OBJECTIVE:
Copy the data below, changing each "scouting board" to "location log" and leaving everything else unchanged.

RECORDS FOR PROCESSING:

☆ ☆ ☆ ☆ ☆

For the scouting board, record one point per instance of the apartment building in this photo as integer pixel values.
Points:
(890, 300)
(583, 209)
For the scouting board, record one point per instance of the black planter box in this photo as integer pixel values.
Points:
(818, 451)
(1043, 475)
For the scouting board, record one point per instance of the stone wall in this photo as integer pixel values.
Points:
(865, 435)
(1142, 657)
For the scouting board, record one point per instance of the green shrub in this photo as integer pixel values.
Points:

☆ ☆ ☆ ☆ ☆

TASK OUTPUT:
For the location log, record one point per instance of the apartment building in this photo as integer pixel values.
Points:
(890, 300)
(583, 209)
For the location log, record one point per instance of the black planter box in this photo as integer pixel values.
Points:
(818, 451)
(1043, 475)
For the location log, record one point per instance of the stone wall in this photo as integer pixel values.
Points:
(865, 435)
(1142, 657)
For the location log, record one point per instance of the green shrub in this photo as integer pixel values.
Points:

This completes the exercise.